Given records:

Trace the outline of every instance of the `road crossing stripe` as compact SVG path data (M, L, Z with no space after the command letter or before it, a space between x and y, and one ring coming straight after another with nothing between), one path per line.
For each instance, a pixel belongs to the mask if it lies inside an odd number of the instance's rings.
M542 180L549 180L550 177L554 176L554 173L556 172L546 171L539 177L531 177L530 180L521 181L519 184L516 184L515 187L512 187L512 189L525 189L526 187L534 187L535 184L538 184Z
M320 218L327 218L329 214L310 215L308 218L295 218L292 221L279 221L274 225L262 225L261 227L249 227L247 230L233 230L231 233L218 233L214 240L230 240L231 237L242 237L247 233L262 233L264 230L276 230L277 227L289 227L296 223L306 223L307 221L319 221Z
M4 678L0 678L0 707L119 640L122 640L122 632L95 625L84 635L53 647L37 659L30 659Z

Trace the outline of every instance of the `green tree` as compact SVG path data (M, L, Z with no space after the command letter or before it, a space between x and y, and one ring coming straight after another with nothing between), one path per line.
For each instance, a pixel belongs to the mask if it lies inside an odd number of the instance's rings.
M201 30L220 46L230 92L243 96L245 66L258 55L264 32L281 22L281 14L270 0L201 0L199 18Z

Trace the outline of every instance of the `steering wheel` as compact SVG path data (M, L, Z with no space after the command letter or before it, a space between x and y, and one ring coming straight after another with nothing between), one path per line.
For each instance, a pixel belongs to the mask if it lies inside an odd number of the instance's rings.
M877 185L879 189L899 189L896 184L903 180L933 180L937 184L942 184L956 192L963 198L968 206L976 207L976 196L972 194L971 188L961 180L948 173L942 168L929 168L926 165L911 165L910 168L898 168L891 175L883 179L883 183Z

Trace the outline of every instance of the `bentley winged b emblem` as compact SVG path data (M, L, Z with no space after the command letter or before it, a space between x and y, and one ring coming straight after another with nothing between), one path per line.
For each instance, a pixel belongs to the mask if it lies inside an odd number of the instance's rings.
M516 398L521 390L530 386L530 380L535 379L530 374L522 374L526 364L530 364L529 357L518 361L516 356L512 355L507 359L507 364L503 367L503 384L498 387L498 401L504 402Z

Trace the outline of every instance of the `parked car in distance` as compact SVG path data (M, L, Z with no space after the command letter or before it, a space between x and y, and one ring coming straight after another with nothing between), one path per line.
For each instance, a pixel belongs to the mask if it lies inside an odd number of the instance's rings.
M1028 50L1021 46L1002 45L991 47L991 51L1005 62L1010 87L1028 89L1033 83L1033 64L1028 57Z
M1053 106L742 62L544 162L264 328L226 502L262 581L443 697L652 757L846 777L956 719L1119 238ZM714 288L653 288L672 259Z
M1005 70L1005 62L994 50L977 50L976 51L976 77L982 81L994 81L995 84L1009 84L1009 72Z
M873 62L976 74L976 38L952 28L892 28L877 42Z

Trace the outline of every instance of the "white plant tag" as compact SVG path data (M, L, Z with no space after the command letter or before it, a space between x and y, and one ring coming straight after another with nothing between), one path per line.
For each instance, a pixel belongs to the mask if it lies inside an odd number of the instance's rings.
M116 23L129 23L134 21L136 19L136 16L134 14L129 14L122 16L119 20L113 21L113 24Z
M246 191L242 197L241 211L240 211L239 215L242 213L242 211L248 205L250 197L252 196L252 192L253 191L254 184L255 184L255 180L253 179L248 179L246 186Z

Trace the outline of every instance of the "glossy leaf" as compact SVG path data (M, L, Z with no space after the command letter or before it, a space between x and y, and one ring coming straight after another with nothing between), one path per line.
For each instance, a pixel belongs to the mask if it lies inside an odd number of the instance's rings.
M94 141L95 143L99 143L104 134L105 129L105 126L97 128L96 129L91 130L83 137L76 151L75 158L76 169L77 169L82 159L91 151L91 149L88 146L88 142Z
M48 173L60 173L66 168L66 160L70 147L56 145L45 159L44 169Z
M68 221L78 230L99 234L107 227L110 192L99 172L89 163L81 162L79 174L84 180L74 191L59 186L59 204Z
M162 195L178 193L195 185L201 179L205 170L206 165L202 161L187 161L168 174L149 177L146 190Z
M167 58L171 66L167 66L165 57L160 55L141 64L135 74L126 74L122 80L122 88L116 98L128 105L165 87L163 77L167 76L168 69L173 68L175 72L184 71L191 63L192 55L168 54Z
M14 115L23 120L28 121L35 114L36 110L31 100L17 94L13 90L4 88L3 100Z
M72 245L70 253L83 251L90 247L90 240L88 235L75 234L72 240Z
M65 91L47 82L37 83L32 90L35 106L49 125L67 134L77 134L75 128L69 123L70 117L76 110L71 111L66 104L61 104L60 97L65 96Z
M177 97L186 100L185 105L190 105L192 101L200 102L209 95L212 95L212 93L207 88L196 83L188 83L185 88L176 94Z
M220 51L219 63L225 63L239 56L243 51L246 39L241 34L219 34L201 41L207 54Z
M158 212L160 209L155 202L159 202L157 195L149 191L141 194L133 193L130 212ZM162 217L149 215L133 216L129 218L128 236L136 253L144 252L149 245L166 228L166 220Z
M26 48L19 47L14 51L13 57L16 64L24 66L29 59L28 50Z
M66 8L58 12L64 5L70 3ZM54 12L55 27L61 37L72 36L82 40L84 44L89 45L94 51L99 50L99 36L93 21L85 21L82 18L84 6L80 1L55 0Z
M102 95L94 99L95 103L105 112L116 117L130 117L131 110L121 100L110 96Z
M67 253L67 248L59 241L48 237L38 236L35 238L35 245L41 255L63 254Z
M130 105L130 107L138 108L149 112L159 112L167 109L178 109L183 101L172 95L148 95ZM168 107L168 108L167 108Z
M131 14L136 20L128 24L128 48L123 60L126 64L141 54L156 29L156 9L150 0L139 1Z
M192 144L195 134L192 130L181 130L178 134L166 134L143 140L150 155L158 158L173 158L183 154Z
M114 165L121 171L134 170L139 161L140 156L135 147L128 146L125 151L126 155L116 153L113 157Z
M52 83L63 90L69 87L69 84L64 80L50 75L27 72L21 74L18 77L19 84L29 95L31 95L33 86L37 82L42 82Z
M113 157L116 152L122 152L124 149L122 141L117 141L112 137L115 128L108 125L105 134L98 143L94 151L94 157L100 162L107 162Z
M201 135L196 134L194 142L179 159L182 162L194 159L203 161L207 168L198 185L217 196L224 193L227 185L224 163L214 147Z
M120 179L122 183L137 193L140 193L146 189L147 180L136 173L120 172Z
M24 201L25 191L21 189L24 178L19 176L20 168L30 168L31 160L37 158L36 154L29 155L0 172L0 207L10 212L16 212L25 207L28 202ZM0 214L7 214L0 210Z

The problem:
Edit the part of the records that opens at the start of the records and closes with the line containing "M877 185L879 189L899": write those lines out again with "compact" changed to "concise" and nothing else altered.

Result of the task:
Trace the outline of every instance of the `road crossing stripe` as concise SVG path data (M, L, Z with no space after the command letter or before it, a space between x and y, and one ring coming straight after another with nothing between), one path per line.
For each instance, a pixel belongs to the mask if it lies inside an odd number of the instance's rings.
M542 180L549 180L550 177L554 176L554 173L556 172L546 171L539 177L531 177L530 180L521 181L519 184L516 184L515 187L512 187L512 189L525 189L526 187L534 187L535 184L538 184Z
M320 218L327 218L329 214L310 215L308 218L295 218L292 221L279 221L274 225L262 225L261 227L249 227L247 230L233 230L231 233L218 233L214 240L230 240L231 237L242 237L247 233L262 233L264 230L276 230L277 227L289 227L296 223L306 223L307 221L319 221Z
M4 678L0 678L0 707L119 640L122 640L122 632L95 625L84 635L53 647L37 659L30 659Z

Trace the outline of every instance of the `green tree` as concise SVG path data (M, L, Z with no space after the command letter or before it, a space between x and y, and one ring coming straight after another with nothing between), one path per line.
For each instance, a pixel belongs to the mask if it lies inside an odd number of the instance's rings.
M201 30L220 46L230 92L243 96L245 66L258 55L264 32L281 22L281 14L270 0L201 0L199 18Z

Trace the outline of every instance of the `steering wheel` as concise SVG path data (M, L, Z with no space after the command letter or before it, a space between x and y, and one ring coming straight after another with nothing between), one path per line.
For each instance, a pixel belongs to the mask if it lies inside an odd number of the instance's rings.
M877 185L879 189L899 189L896 184L903 180L933 180L937 184L942 184L956 192L963 198L968 206L976 207L976 196L972 194L971 188L961 180L948 173L942 168L929 168L926 165L911 165L910 168L898 168L891 175L883 179L883 183Z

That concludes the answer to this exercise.